--- Stated task 1 ---
Collect every line of the records below that contains the string "woman", and copy each one in full.

--- Page extract ---
* begin *
It was such a beautiful morning, with piercing blue sky and the type of icy snow that looks like glitter in the sunlight. Inside we were trying to eat breakfast without being blinded by the brightness, no one really wanting to close the shades. We ended up shading our eyes with our hands over our eggs and toast, peeking through our fingers to see each other, while enjoying the warmth of the sun through the south windows. After breakfast, 8-year-old Essie and I rested our foreheads against the freezing cold windows to feel the red glow of the sun even through our closed eyes, laughing about how the hot sun could get through that sub-zero air outside. Out of all that, I ended up with these words while alone with the laundry...
Morning sun on Winter's snow,
so bright it hurts the eyes ~
hinting of Glory so radiant we need new eyes to see.
After the fact, I thought about C.S. Lewis' Voyage of the Dawn Treader, where Prince Caspian and crew are nearing The Very End of the World, strengthened by the sweet water of the sea in the utter East.
* end *
Records from a data collection:
* begin *
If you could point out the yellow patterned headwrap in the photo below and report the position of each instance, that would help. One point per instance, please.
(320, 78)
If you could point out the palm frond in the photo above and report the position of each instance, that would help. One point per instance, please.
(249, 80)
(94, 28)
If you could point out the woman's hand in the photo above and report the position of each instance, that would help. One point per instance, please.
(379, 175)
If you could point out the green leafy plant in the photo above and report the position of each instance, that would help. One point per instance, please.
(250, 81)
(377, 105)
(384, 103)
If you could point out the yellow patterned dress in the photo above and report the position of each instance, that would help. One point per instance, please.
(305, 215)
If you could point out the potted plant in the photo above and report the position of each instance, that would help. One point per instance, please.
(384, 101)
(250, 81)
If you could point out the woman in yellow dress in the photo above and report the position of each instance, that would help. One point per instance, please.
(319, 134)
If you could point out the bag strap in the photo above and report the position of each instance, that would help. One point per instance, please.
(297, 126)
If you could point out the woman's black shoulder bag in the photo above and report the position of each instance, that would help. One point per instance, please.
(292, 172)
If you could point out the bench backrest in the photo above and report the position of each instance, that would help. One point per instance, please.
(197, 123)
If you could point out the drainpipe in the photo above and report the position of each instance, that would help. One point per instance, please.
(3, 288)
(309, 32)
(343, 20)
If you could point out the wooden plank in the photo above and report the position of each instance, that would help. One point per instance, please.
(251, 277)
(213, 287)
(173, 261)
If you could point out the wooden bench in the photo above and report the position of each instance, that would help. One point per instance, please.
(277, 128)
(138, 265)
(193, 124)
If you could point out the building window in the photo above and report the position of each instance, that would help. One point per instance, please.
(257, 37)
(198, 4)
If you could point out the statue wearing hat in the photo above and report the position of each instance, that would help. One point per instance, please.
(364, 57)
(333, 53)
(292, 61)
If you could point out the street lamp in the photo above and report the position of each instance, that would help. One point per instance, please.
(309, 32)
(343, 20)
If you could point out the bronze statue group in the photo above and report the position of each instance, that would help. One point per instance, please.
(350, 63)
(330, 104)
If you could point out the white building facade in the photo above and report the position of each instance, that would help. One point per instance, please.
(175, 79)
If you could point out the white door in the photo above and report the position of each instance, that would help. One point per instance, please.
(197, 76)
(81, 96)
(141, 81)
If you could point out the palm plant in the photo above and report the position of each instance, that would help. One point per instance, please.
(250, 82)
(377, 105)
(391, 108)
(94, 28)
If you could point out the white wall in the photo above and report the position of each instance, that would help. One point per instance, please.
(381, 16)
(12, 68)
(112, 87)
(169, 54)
* end *
--- Stated task 2 ---
In the passage about the snowy winter morning, which book did the writer think about afterward?

--- Written answer 1 ---
If you could point out the woman's hand in the photo above and report the position of each instance, that would help. One point per instance, please.
If you could point out the woman in yellow dress in the photo above and report the position of each instance, that would help. One point per instance, please.
If you could point out the woman's black shoulder bag in the photo above and report the position of each instance, that would help. One point per instance, please.

--- Written answer 2 ---
C.S. Lewis' Voyage of the Dawn Treader.